══ ARTYKUŁ ══

Fabryka za płotem czyli drzewa niebieskie od rozwoju… - relacja ze spotkań regionalnych na Śląsku i Zagłębiu
- Kiedy Twoim sąsiadem jest fabryka, powietrze pachnie gryzącym plastikiem, drzewa zielenią się na niebiesko, a zwierzęta umierają. Ludzie zaś - ludzie się nie poddają. Walczą o siebie i o dzieci.
- To najważniejsze, co Adam Bodnar usłyszał w Dąbrowie Górniczej, Łaziskach Górnych i Mikołowie podczas kolejnych już spotkań regionalnych na Śląsku i w Zagłębiu.
- Zaprosili go tam lokalni aktywiści w czasie szczytu klimatycznego COP 24 w Katowicach w grudniu 2018. Rzecznik pojechał na miejsce 24 i 25 stycznia 2019 r.
Co nowego zobaczyła ekipa RPO? A raczej poczuła wysiadając z rzecznikobusa? Co usłyszała od ludzi?
Sytuacja mieszkańców Dąbrowy, Łazisk i Mikołowa jest szczególna – żyją w środowisku zatruwanym już nie przez jedno czy dwa wielkie przedsiębiorstwa (jak w przeszłości), ale przez wiele średnich i małych fabryk. Niektóre są w jednym miejscu – na zrewitalizowanym poPRL-owskim terenie fabrycznym, gdzie poszczególne hale wynajmowane są różnym przedsiębiorcom. Są też takie, które pojawiły po sąsiedzku, w garażach, w halach magazynowych i rozrosły się do rozmiarów dużych fabryk.
Nie bardzo wiadomo, co produkują, jakimi technologiami się posługują, nie widać filtrów na kominach, a wyziewy wydostają się na zewnątrz przez uchylone okna czy drzwi.
Ludzie skarżą się na fetor niepozwalający oddychać, widzą niebieskie drzewa, liście z czarnymi plamami, chorujące zwierzęta domowe. Sami skarżą się na podupadające zdrowie. Zamawiają badania powietrza: wynika z nich, że wdychają m.in. ksylen, toluen, aceton, octan butylu, etylobenzen, hekson, mezytylen, kumen, propylobenzen, metyloetyloken, alkohol izobutylowy, cykloheksanon….
Wyziewy z tych fabryk to jedno. Kolejny problem to hałas i uciążliwość ruchu drogowego – do fabryk i terminali transportowych ciągną TIRy, często przez osiedlowe uliczki. „Odtrąbiliśmy sukces gospodarczy. Polska jest krajem łączącym Chiny z Portugalią. A cały ten szlak transportowy wiedzie przez moją ulicę" - podsumowuje jedna z uczestniczek spotkania w Dąbrowie Górniczej.
Co wynika z tych spotkań?
- Rozwój regionu nie jest zrównoważony. Widać wzrost gospodarczy, ale nie liczy się jego konsekwencji i negatywnych skutków dla środowiska i zdrowia ludzi.

═══
══ DOSTARCZONY MATERIAŁ ══

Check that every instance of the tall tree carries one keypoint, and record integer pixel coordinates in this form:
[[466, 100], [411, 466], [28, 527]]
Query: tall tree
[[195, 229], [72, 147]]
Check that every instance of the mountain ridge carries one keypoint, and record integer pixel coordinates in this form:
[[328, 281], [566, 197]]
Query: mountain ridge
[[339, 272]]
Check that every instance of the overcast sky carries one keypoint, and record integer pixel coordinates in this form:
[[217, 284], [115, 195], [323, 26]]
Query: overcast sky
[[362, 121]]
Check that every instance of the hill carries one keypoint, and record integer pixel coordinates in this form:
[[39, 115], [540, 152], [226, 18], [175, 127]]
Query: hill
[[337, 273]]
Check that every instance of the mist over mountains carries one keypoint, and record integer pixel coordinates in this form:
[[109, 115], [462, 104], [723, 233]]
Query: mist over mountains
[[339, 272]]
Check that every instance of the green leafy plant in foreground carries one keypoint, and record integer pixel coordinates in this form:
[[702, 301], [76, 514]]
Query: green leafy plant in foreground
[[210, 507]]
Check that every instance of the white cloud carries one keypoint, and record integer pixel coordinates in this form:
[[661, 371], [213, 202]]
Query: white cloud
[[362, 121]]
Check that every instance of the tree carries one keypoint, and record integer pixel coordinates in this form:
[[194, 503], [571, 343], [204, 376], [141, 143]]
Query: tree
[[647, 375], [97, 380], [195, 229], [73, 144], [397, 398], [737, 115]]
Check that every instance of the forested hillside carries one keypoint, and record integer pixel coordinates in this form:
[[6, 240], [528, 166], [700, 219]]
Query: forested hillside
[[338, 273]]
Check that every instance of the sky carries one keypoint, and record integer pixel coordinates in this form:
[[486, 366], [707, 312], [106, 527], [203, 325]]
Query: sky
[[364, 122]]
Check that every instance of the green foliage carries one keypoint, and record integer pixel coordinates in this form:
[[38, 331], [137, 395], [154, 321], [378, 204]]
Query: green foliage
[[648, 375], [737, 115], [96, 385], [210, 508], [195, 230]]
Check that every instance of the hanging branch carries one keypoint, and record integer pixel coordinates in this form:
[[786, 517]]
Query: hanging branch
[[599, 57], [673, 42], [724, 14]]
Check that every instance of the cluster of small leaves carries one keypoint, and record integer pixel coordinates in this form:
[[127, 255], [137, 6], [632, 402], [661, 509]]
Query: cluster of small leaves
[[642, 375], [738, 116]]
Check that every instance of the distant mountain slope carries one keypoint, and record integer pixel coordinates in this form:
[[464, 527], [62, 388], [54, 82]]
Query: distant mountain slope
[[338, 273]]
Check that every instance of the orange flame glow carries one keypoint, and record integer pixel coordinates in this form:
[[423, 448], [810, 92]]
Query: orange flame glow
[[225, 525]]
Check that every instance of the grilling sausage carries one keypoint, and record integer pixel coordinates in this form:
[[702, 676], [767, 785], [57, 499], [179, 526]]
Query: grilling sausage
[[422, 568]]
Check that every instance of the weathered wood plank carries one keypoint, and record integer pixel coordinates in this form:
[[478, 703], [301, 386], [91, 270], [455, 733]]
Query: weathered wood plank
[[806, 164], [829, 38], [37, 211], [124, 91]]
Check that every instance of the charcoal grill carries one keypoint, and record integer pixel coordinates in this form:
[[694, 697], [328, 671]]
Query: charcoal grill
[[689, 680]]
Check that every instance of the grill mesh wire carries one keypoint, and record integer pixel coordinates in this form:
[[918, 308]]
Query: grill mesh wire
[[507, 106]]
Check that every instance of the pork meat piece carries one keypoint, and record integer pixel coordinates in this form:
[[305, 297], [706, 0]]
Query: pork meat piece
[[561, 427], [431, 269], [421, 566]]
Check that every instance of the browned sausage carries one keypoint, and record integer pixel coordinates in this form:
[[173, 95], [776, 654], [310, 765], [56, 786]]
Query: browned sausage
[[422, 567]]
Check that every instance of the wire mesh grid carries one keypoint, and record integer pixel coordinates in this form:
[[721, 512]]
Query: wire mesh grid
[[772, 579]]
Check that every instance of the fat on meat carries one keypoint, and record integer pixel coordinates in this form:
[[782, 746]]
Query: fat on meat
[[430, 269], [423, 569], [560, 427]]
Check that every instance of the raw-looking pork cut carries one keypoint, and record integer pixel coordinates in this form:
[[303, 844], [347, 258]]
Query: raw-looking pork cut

═══

ZADANIA DO WYKONANIA:
• A. Przetłumacz na język angielski to zdanie z artykułu o fabrykach na Śląsku i w Zagłębiu: „Nie bardzo wiadomo, co produkują, jakimi technologiami się posługują, nie widać filtrów na kominach, a wyziewy wydostają się na zewnątrz przez uchylone okna czy drzwi”.
• B. Rozwiń dalej artykuł o fabrykach na Śląsku i w Zagłębiu, zaczynając od miejsca, w którym kończy się jego tekst.

ODPOWIEDZI DO ZADAŃ:
• A. It is not really known what they produce or what technologies they use; no filters can be seen on the chimneys, and the fumes escape outside through half-open windows or doors.

• B.
- Przedsiębiorcy umieją korzystać z prawa i potrafią przekonać do swoich racji władze. Aktywiści zabiegający o prawo do życia w czystym środowisku postrzegani bywają jak nawiedzeni walczący z wiatrakami.
- Problemy zgłaszane przez ludzi traktowane są jako indywidualne skargi, a nie sygnały o problemie całej społeczności. Urzędnicy nie wiedzą, jak rozwiązać problem, ludzie zaś - jak skutecznie zwrócić się do władz.
- Samorządowcy i administracja rządowa albo nie widzi problemu z pogarszającą się jakością życia (inwestycje wydają się być tylko źródłem dochodu dla lokalnego budżetu), albo nie potrafią stawić mu czoła (nie wiadomo, jak mierzyć zanieczyszczenie, nie ma dostatecznej liczby urządzeń pomiarowych, interwencje następują za późno, by były skuteczne – całe procedury ciągną się latami – „Ta fabryka zamknęła się po 6 latach walki. Tyle lat ma moje dziecko i ono od urodzenia tu mieszka”– tłumaczyła jedna z uczestniczek spotkania).
- Brak reakcji lub reakcje spóźnione podważają wiarę ludzi w skuteczność instytucji publicznych. Potrzebna jest pomoc działaczy organizacji pozarządowych z doświadczeniem skutecznego działania.
Zdaniem RPO
Ratunku warto szukać w dokładnym sprawdzeniu postępowań na udzielanie zgód na inwestycje i samych postępowań kontrolnych – tam mogą się kryć odpowiedzi na problemy lokalnej wspólnoty.
Bardzo przydałyby się też rzeczowe, dogłębne ekspertyzy (stan powietrza, ziemi, poziom hałasu…)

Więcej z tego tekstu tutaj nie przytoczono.